### DATA SUPPLIED
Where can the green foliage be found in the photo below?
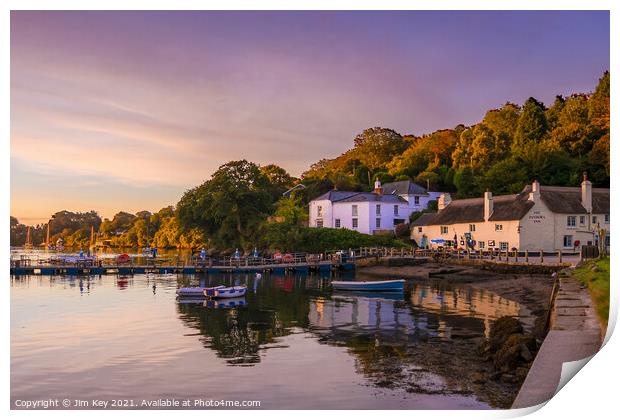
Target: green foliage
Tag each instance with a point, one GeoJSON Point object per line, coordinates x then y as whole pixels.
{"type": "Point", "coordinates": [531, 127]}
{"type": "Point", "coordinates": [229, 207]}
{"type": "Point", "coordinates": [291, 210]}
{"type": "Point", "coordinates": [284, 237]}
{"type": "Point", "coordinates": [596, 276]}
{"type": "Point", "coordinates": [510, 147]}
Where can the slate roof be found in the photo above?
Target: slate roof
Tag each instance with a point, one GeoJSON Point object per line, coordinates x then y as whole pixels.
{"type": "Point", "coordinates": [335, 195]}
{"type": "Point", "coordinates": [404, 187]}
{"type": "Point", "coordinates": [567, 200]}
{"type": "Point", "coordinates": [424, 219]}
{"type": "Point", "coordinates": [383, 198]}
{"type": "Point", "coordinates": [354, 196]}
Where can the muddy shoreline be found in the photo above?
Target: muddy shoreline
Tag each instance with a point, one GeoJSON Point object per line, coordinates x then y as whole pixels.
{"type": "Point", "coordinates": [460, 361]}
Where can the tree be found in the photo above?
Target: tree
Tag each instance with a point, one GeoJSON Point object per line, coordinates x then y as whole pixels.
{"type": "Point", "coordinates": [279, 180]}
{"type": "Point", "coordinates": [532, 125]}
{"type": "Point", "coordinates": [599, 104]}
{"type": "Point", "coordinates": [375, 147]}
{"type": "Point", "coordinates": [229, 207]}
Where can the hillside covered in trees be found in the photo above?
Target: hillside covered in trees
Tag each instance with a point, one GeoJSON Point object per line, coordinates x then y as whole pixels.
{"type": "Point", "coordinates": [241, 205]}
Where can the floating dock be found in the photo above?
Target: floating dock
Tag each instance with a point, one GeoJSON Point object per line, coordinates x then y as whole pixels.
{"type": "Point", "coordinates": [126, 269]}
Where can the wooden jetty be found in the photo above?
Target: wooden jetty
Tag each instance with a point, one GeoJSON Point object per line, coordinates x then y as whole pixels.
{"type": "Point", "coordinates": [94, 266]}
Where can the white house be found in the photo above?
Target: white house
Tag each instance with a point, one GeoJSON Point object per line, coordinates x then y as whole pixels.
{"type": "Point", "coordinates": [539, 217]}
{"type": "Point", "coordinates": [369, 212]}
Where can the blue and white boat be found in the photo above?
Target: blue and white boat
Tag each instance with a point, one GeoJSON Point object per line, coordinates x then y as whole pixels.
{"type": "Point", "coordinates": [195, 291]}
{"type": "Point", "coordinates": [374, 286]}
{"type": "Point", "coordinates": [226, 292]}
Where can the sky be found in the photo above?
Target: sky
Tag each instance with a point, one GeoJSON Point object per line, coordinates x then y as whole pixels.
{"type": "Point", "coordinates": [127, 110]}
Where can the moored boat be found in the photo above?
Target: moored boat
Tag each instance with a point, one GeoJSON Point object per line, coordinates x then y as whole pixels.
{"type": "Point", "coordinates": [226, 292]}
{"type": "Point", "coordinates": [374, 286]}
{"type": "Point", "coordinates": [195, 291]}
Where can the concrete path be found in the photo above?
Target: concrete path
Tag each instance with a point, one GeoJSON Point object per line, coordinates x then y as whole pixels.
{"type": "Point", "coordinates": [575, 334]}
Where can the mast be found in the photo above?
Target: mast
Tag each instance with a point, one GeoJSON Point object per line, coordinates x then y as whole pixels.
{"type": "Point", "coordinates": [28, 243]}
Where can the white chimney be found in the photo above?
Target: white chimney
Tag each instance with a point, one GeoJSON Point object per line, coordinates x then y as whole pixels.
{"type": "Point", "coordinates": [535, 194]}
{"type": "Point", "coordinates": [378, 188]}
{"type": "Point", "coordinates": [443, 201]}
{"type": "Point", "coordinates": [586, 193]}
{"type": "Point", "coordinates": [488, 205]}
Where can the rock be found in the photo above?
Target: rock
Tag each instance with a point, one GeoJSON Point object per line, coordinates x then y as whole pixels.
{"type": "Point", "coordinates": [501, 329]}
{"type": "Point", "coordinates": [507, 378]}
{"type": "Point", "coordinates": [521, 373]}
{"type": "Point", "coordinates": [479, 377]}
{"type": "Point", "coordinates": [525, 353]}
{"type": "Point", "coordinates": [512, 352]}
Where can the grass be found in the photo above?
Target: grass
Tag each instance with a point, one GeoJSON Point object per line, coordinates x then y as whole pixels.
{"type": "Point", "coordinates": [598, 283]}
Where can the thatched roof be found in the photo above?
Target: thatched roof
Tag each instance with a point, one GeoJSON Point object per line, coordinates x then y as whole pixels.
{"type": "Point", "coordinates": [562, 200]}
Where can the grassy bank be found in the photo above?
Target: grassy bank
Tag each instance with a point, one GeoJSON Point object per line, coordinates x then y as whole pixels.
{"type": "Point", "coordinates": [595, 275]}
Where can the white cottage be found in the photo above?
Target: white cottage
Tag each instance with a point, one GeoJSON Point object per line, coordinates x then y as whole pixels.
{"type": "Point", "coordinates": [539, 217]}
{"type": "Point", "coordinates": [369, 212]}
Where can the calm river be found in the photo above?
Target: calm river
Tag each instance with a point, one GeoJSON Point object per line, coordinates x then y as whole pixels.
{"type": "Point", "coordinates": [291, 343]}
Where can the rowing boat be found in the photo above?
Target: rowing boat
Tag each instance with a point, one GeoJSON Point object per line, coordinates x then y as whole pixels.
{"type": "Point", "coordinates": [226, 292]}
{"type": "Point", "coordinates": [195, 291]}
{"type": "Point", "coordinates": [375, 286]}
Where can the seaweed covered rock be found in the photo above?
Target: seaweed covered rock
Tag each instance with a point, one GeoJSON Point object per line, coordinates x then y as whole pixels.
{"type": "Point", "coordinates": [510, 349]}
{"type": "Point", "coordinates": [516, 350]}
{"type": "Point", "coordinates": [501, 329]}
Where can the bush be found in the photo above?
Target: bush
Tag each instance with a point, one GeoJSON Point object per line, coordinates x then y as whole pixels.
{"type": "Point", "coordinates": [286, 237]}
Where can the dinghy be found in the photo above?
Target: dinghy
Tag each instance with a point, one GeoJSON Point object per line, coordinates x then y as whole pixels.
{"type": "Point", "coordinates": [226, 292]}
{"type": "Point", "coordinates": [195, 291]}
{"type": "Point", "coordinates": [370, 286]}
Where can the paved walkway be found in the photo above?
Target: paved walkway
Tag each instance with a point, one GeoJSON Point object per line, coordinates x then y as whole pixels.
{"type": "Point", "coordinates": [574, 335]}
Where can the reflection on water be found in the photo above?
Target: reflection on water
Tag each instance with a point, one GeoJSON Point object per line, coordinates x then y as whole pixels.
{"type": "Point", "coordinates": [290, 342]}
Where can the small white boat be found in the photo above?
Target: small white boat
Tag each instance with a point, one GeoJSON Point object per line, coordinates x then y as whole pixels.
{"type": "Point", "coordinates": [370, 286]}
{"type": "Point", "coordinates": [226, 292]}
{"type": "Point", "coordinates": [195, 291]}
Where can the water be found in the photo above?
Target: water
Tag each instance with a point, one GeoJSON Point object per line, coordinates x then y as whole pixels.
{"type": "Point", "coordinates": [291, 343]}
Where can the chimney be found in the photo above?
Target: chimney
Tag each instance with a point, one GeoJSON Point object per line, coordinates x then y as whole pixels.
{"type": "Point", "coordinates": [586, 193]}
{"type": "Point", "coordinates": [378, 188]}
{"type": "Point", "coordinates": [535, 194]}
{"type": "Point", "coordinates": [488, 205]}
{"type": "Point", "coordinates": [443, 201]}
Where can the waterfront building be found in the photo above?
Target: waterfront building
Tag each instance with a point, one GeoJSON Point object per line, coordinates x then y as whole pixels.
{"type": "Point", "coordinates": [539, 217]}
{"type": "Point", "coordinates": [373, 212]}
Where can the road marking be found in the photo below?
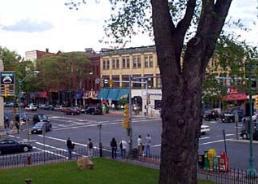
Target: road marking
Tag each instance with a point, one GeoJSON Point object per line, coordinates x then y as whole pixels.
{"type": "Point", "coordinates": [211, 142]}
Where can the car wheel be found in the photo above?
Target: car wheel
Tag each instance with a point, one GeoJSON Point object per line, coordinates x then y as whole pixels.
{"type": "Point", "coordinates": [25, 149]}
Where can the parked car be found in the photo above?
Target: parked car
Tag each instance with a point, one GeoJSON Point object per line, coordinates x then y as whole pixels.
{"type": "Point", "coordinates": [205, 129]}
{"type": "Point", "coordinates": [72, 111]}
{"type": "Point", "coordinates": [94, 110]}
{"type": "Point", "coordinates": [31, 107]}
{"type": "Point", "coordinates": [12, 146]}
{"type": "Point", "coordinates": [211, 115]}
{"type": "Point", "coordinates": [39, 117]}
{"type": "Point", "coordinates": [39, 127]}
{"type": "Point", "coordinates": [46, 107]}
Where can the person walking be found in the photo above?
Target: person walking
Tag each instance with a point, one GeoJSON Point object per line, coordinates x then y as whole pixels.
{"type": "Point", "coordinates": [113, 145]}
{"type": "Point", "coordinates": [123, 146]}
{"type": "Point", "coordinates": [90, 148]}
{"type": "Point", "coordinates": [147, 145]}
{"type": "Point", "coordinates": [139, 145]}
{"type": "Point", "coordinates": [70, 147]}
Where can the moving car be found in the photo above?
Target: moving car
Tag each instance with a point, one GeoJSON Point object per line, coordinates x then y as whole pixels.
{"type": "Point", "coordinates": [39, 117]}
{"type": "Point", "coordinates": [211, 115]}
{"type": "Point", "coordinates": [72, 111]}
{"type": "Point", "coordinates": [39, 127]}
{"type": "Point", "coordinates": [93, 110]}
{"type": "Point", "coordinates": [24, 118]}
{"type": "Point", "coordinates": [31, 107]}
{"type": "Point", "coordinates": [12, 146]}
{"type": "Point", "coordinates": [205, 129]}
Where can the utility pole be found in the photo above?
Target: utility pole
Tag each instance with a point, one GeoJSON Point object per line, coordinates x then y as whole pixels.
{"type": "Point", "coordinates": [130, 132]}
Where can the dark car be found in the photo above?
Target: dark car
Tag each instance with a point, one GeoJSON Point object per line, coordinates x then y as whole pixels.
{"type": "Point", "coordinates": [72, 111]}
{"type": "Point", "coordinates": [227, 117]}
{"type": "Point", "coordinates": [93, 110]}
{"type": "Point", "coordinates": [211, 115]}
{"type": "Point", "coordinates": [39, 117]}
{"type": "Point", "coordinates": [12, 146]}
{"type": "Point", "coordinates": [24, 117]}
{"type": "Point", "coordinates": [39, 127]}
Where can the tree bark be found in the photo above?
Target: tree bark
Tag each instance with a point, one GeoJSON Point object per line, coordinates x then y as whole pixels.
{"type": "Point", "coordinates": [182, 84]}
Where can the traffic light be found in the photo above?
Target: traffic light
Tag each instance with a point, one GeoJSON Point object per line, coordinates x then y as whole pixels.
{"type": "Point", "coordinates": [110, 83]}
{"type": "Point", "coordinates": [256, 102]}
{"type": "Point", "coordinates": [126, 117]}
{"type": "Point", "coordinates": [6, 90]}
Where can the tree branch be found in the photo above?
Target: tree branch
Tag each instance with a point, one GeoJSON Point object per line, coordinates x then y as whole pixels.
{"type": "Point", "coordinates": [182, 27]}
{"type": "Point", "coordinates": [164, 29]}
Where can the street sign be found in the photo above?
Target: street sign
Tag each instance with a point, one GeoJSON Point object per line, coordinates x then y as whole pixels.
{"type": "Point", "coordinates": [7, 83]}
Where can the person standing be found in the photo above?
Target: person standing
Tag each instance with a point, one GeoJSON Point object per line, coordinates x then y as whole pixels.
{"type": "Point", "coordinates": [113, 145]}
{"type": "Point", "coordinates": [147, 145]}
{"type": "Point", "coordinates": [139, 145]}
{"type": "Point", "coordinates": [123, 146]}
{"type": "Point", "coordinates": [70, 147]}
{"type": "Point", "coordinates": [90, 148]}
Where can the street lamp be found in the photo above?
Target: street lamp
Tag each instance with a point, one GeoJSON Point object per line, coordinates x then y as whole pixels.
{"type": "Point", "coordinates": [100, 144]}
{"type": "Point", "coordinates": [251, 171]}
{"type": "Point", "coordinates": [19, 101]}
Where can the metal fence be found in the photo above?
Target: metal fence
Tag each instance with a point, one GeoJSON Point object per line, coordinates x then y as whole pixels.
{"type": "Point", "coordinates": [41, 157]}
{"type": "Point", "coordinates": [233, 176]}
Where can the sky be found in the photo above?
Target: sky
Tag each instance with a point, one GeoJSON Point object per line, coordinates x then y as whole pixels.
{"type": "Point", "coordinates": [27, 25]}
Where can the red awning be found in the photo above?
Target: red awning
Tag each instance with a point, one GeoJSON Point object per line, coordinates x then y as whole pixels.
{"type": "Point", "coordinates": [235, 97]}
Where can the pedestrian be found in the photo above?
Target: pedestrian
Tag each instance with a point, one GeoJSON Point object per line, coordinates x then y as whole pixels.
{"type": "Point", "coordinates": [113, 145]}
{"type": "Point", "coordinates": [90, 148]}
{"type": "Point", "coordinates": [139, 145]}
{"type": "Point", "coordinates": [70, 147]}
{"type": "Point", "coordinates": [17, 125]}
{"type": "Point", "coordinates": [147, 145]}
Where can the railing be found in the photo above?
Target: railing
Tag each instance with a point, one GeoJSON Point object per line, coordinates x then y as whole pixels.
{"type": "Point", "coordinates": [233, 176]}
######
WORK INSTRUCTION: Please repeat exactly the data above from its first line to the line that contains "Target: wooden jetty", inclusive, and leave every picture out.

ANSWER TO THE PROBLEM:
Where can the green foliage be found in the photo below?
Target: green foliage
Tag each instance with a point, one GeoJSON Point object per line, coordinates x then y as whole pixels.
{"type": "Point", "coordinates": [531, 127]}
{"type": "Point", "coordinates": [229, 207]}
{"type": "Point", "coordinates": [291, 210]}
{"type": "Point", "coordinates": [284, 237]}
{"type": "Point", "coordinates": [596, 276]}
{"type": "Point", "coordinates": [510, 147]}
Where can the slate roof be found in the photo above?
Target: slate roof
Tag each instance with a point, one GeoJSON Point object per line, coordinates x then y as whole pixels.
{"type": "Point", "coordinates": [335, 195]}
{"type": "Point", "coordinates": [404, 187]}
{"type": "Point", "coordinates": [567, 200]}
{"type": "Point", "coordinates": [424, 219]}
{"type": "Point", "coordinates": [383, 198]}
{"type": "Point", "coordinates": [354, 196]}
Where can the muddy shoreline be found in the photo above?
Target: muddy shoreline
Tag each instance with a point, one GeoJSON Point object per line, coordinates x then y as whole pixels.
{"type": "Point", "coordinates": [460, 361]}
Where can the tree be found in the photo above?
Target: tree
Tag each instance with a point, one GeoJSON Point object per line, coordinates x then y as whole pixels.
{"type": "Point", "coordinates": [279, 180]}
{"type": "Point", "coordinates": [532, 125]}
{"type": "Point", "coordinates": [599, 104]}
{"type": "Point", "coordinates": [375, 147]}
{"type": "Point", "coordinates": [229, 207]}
Where can the hillside covered in trees be found in the photo above?
Target: hillside covered in trees
Tag each instance with a point, one GeoJSON Point object per line, coordinates x then y as whole pixels.
{"type": "Point", "coordinates": [241, 205]}
Where can the floating dock be found in the photo above?
Target: floating dock
Tag each instance with a point, one GeoJSON Point object per line, coordinates x then y as whole pixels.
{"type": "Point", "coordinates": [126, 269]}
Where can the wooden jetty be found in the photo above?
Target: wooden jetty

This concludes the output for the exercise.